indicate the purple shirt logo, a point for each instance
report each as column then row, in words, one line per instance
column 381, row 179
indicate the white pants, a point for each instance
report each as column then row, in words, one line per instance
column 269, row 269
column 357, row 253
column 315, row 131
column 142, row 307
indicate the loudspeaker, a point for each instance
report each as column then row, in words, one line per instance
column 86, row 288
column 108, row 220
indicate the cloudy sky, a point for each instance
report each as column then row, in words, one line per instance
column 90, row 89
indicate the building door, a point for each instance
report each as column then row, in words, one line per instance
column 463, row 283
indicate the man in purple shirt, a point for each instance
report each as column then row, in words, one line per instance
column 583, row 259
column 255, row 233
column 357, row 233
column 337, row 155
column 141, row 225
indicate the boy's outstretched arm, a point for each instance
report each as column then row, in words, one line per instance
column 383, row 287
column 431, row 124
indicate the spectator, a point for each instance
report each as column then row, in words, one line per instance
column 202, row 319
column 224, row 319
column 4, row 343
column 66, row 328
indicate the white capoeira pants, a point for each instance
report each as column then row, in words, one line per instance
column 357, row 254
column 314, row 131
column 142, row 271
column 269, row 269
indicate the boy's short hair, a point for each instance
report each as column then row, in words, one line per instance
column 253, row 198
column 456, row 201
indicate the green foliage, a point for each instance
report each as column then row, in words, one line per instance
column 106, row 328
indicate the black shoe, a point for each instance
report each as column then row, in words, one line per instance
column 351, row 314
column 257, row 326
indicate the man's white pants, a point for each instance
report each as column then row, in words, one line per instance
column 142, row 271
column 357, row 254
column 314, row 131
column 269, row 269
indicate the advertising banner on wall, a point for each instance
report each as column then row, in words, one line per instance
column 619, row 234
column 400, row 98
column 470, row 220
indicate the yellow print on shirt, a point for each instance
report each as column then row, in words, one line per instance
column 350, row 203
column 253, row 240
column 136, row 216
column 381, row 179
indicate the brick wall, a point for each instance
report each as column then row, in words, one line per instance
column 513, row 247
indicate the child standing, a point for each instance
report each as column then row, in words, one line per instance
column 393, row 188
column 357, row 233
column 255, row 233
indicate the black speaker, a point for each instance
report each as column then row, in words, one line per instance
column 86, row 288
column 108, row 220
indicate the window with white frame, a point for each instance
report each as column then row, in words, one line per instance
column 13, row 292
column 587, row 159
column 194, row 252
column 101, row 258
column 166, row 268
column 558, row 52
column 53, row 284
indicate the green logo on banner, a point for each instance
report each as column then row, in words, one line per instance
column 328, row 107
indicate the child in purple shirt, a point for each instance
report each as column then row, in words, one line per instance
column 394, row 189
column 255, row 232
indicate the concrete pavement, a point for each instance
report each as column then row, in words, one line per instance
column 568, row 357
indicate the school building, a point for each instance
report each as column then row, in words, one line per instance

▸ **EXERCISE**: Every entry above must be reproduced word for word.

▸ **REPLY TO THE TASK**:
indicate the purple shirt logo, a point for each instance
report each as column then row, in words, one line per instance
column 381, row 179
indicate the white pants, a point for each instance
report each as column then row, in words, one line per instance
column 269, row 269
column 357, row 253
column 315, row 131
column 142, row 307
indicate the loudspeaker, a point for each instance
report each as column then row, in words, one line per instance
column 86, row 288
column 108, row 220
indicate the cloudy sky, a point for each instance
report each as column then row, in words, one line per instance
column 90, row 89
indicate the building door, a point for each instance
report each as column then row, in words, one line per instance
column 463, row 283
indicate the man in purple shirt, a point for each instance
report each as column then row, in words, one line per instance
column 583, row 259
column 255, row 233
column 357, row 233
column 337, row 155
column 141, row 225
indicate the boy's outstretched arm, a point for each instance
report each as column then row, in words, one line per instance
column 383, row 287
column 431, row 124
indicate the spectator, a point for each instance
report each as column then row, in words, one line per instance
column 202, row 319
column 224, row 319
column 4, row 343
column 66, row 328
indicate the white capoeira pants, a point for each instance
report each as column then row, in words, one line per instance
column 357, row 254
column 314, row 131
column 142, row 271
column 269, row 269
indicate the boy's short hair, a point for each instance
report each as column then row, in words, one line per instance
column 253, row 198
column 456, row 201
indicate the green foliage, a point for each instance
report each as column then row, in words, one line per instance
column 106, row 328
indicate the black shoe, a point for each instance
report each as column then row, in words, one line per instance
column 351, row 314
column 257, row 326
indicate the man's white pants, a point for each instance
report each as column then row, in words, one line per instance
column 142, row 271
column 357, row 254
column 314, row 131
column 269, row 269
indicate the advertising banner on wall, a point for each instance
report each as column then row, in words, one line per instance
column 619, row 234
column 400, row 98
column 470, row 220
indicate the yellow print on shirt, a point for each instance
report each as column then row, in words, one line per instance
column 350, row 203
column 253, row 240
column 136, row 216
column 381, row 179
indicate the brick wall, a point for each instance
report each as column then row, in words, one line per instance
column 513, row 247
indicate the child standing, a point for each instance
report each as column then row, in words, one line per instance
column 393, row 188
column 357, row 233
column 255, row 233
indicate the black speaker, a point for each instance
report each as column then row, in words, one line per instance
column 86, row 288
column 108, row 220
indicate the window with white frame, a point for each instance
report each as column then row, in words, one line per instance
column 13, row 292
column 587, row 159
column 194, row 252
column 101, row 258
column 166, row 268
column 558, row 52
column 53, row 284
indicate the green logo on banner, a point for each instance
report each as column then row, in words, one line per instance
column 328, row 107
indicate the child in purple shirt, a point for each instance
report each as column then row, in words, one line per instance
column 394, row 189
column 255, row 232
indicate the concrete pavement, a point for each instance
report each as column then row, in words, one line per instance
column 568, row 357
indicate the school building, a point for each instance
report each as column then row, in words, one line per instance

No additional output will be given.